* Problem details
Copy the data below line for line without changing any wording, and leave the pictures out.

(Excerpts from a detection dataset)
———

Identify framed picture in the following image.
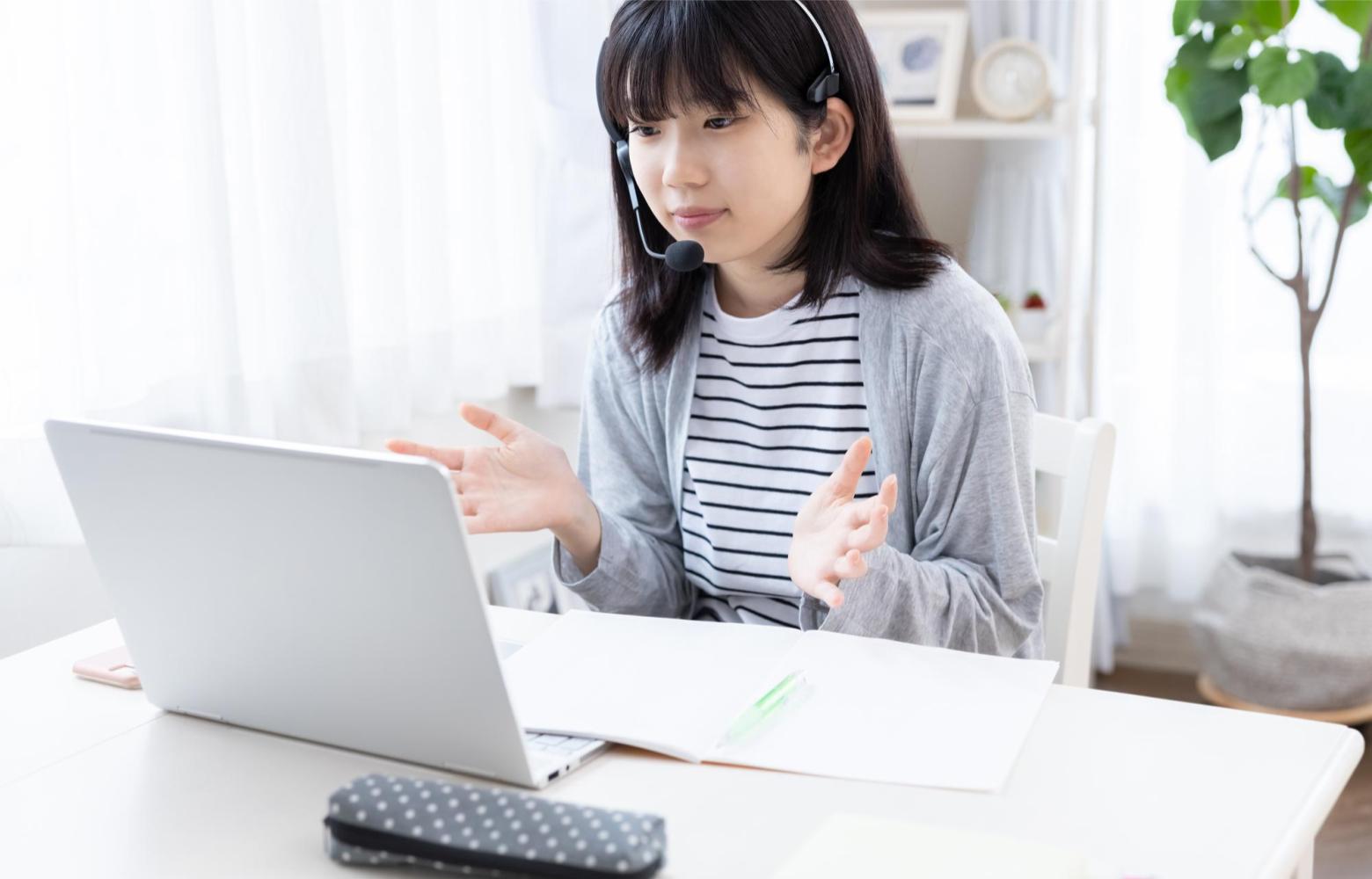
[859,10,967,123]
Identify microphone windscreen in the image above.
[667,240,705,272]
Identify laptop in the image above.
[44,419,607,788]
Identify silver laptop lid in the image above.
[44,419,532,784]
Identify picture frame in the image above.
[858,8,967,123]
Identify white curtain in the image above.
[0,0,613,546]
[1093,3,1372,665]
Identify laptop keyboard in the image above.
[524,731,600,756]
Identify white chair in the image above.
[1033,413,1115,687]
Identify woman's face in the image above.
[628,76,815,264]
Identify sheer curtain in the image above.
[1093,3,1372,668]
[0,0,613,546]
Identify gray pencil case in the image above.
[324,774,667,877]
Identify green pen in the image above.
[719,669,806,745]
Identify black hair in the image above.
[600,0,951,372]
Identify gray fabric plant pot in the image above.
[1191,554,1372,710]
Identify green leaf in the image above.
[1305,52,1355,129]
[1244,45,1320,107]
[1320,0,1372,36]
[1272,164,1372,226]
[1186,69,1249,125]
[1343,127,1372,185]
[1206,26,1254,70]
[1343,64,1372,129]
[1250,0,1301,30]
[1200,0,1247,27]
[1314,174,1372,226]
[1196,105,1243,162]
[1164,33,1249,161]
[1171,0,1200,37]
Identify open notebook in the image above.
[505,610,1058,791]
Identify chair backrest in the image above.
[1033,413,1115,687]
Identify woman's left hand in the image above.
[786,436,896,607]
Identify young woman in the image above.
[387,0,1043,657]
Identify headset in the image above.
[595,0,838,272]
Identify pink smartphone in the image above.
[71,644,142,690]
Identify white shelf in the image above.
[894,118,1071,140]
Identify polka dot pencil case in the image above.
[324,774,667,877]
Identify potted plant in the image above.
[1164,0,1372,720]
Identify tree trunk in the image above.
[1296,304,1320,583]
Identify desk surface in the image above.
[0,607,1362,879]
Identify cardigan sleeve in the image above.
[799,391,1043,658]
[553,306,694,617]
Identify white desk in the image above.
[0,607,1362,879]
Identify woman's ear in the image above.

———

* Reply
Identify framed picture in the following image.
[859,10,967,123]
Identify microphone windscreen in the image above.
[667,240,705,272]
Identify laptop in the image above.
[44,419,607,788]
Identify silver laptop lid in the image above.
[44,419,532,784]
Identify picture frame in the image above.
[858,8,967,123]
Identify white curtain in the image above.
[0,0,613,546]
[1093,3,1372,665]
Identify laptop keyboard in the image above.
[524,731,600,756]
Identify white chair in the image above.
[1033,413,1115,687]
Identify woman's face in the image above.
[628,76,815,264]
Identify sheer curtain in the image above.
[1093,3,1372,668]
[0,0,613,546]
Identify gray pencil case in the image above.
[324,774,667,877]
Identify green pen in the image above.
[719,669,806,745]
Identify black hair in the image above.
[600,0,951,372]
Identify gray fabric plant pot in the image above.
[1191,554,1372,710]
Identify green leaf in the image above.
[1305,52,1355,129]
[1244,45,1320,107]
[1320,0,1372,36]
[1272,164,1372,226]
[1186,69,1249,125]
[1343,127,1372,185]
[1206,26,1254,70]
[1343,64,1372,129]
[1250,0,1301,30]
[1200,0,1247,27]
[1314,174,1372,226]
[1196,105,1243,162]
[1164,33,1249,161]
[1171,0,1200,37]
Identify open notebook in the image above.
[505,610,1058,791]
Identify chair backrest in the image above.
[1033,413,1115,687]
Identify woman's left hand in the image above.
[786,436,896,607]
Identify young woman in the image above.
[387,0,1043,657]
Identify headset in the image above.
[595,0,838,272]
Identify pink smartphone in the image above.
[71,644,142,690]
Identify white shelf in the image above.
[894,118,1071,140]
Identify polka dot pencil case in the image above.
[324,774,667,877]
Identify potted plant in the image above.
[1164,0,1372,720]
Identify tree trunk in the image above.
[1296,304,1320,583]
Identify desk surface in the image above.
[0,607,1362,879]
Identify cardigan sleeve in the image above.
[799,391,1043,658]
[553,306,694,617]
Identify white desk in the image above.
[0,607,1362,879]
Identify woman's ear in the image above.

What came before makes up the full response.